> **Description of the task**
Starting at the line that holds "Query: wooden dining table" and stopping at the line that holds "of the light", restate the records below word for word, with both of those lines included.

> **Exercise data**
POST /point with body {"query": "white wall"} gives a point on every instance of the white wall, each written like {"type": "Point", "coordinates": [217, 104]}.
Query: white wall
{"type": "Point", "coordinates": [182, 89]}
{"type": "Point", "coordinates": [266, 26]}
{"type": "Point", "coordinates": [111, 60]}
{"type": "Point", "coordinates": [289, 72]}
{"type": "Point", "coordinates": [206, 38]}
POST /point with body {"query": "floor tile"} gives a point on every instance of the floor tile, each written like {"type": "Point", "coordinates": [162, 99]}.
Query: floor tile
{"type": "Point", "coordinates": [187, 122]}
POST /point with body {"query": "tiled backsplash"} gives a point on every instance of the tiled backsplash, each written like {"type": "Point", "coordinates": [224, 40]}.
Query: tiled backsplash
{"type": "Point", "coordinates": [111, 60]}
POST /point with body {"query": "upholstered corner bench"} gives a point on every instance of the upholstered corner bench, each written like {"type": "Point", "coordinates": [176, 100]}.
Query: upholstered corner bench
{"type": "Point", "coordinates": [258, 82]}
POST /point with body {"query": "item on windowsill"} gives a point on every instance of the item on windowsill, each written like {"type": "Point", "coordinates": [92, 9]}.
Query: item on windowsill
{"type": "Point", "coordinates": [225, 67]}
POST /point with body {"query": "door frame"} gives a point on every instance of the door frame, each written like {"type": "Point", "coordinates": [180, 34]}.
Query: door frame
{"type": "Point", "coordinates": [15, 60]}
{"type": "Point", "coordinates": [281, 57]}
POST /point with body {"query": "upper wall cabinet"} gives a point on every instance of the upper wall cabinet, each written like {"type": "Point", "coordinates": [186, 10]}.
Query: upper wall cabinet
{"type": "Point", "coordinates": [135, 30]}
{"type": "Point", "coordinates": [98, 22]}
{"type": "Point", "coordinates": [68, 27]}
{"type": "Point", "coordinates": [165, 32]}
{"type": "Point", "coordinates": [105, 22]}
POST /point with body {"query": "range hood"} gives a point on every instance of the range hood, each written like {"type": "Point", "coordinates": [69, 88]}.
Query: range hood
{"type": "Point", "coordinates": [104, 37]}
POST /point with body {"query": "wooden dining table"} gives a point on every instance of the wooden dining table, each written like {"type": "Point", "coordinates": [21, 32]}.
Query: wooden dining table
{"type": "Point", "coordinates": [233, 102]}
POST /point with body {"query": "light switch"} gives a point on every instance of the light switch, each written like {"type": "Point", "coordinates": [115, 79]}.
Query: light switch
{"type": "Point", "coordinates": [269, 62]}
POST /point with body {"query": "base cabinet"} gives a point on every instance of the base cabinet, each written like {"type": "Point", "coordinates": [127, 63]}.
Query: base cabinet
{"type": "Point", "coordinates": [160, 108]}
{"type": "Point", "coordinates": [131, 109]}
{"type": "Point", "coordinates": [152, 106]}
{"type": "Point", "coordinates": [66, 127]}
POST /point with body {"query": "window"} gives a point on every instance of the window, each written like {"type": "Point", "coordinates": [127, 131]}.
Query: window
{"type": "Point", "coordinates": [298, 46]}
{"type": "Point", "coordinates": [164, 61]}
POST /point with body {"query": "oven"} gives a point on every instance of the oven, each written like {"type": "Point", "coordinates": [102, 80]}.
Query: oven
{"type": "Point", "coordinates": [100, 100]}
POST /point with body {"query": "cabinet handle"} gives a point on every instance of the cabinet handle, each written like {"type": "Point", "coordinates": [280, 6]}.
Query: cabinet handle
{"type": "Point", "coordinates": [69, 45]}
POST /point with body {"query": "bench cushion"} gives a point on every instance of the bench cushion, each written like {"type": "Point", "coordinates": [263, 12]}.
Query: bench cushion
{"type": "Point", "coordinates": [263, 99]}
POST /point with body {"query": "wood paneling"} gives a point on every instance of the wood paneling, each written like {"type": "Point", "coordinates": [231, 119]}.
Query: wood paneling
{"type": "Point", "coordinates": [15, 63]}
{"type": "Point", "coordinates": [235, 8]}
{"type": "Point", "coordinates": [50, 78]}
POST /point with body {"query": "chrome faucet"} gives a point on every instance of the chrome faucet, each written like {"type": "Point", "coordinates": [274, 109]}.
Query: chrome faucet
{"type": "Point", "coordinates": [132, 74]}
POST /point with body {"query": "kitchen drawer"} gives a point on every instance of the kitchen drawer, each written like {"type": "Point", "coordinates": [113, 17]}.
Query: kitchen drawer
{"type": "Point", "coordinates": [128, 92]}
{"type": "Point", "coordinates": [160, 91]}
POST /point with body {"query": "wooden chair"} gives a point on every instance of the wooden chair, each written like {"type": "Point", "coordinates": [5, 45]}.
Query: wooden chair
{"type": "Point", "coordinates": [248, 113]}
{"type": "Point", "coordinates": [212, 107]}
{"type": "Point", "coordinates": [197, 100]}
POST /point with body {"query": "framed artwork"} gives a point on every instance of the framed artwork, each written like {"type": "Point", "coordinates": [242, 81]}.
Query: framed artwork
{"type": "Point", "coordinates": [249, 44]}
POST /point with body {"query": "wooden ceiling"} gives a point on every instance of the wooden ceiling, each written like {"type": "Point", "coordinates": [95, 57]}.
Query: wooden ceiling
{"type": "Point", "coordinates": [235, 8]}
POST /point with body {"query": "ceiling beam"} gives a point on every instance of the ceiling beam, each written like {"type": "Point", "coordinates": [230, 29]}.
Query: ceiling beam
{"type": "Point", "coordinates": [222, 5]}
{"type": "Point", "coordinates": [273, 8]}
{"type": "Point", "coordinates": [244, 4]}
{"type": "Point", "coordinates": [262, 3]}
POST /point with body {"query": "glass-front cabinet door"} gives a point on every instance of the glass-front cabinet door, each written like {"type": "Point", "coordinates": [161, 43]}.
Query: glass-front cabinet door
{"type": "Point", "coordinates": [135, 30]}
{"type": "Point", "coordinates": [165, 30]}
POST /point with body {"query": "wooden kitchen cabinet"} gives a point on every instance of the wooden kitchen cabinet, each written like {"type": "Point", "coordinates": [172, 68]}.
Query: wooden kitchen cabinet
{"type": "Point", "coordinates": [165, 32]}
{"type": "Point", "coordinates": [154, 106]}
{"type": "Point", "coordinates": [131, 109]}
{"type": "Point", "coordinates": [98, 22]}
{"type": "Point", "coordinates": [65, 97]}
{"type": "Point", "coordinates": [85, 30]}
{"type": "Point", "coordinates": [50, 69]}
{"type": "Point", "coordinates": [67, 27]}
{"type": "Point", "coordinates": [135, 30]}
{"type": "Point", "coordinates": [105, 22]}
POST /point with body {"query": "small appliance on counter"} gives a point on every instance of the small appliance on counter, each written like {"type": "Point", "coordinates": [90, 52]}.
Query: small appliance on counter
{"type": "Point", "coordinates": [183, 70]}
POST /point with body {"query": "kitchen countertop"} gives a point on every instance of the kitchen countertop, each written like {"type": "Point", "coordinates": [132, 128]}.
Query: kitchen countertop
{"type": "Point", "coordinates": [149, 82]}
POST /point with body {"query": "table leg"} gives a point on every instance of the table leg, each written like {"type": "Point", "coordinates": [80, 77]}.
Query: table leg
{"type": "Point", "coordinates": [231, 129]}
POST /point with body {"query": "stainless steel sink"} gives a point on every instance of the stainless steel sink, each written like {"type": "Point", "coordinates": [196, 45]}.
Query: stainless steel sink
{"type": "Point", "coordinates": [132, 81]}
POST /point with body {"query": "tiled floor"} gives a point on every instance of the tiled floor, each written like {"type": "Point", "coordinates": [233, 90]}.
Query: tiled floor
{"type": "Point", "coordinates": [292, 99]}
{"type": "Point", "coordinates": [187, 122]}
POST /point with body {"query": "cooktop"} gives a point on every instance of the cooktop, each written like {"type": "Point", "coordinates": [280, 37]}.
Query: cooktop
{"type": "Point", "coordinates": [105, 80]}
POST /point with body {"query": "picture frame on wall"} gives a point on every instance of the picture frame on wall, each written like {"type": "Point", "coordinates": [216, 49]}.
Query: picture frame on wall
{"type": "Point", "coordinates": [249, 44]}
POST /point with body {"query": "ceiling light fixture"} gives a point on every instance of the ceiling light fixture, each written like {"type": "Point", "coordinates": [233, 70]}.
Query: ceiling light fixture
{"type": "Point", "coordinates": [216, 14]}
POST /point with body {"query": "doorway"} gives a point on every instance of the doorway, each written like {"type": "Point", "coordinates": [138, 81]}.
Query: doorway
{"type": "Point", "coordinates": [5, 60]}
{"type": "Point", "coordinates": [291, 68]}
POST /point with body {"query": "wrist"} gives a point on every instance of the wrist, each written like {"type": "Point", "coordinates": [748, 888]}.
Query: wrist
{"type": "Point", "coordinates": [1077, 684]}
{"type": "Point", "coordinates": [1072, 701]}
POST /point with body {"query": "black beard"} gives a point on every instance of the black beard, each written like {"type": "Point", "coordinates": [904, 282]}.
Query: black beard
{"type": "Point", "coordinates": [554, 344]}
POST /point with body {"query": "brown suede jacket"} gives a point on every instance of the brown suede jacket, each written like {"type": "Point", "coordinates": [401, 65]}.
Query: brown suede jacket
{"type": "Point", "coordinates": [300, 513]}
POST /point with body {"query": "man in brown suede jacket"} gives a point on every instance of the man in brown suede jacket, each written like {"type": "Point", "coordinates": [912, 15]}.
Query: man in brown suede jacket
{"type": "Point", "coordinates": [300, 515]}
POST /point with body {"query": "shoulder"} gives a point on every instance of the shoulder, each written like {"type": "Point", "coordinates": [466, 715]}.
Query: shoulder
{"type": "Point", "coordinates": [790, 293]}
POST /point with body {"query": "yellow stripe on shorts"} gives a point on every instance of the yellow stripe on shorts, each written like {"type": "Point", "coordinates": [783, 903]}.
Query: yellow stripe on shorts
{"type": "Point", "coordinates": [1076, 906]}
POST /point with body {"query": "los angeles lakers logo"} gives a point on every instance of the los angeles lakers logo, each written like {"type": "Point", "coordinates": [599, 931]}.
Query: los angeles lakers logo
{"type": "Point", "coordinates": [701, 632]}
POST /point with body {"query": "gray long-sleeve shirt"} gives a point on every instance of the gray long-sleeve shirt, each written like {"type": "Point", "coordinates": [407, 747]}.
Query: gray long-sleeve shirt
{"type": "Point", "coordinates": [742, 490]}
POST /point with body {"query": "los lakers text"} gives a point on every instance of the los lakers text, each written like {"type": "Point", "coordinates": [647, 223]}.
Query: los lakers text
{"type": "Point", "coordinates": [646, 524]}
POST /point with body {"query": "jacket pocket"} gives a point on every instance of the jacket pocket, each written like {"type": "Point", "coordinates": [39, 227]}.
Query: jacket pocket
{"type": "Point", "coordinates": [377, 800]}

> **Answer box**
Query: wooden dining table
{"type": "Point", "coordinates": [233, 102]}
POST /point with body {"query": "light switch"} gives a point on every instance of the light switch, each written like {"type": "Point", "coordinates": [115, 79]}.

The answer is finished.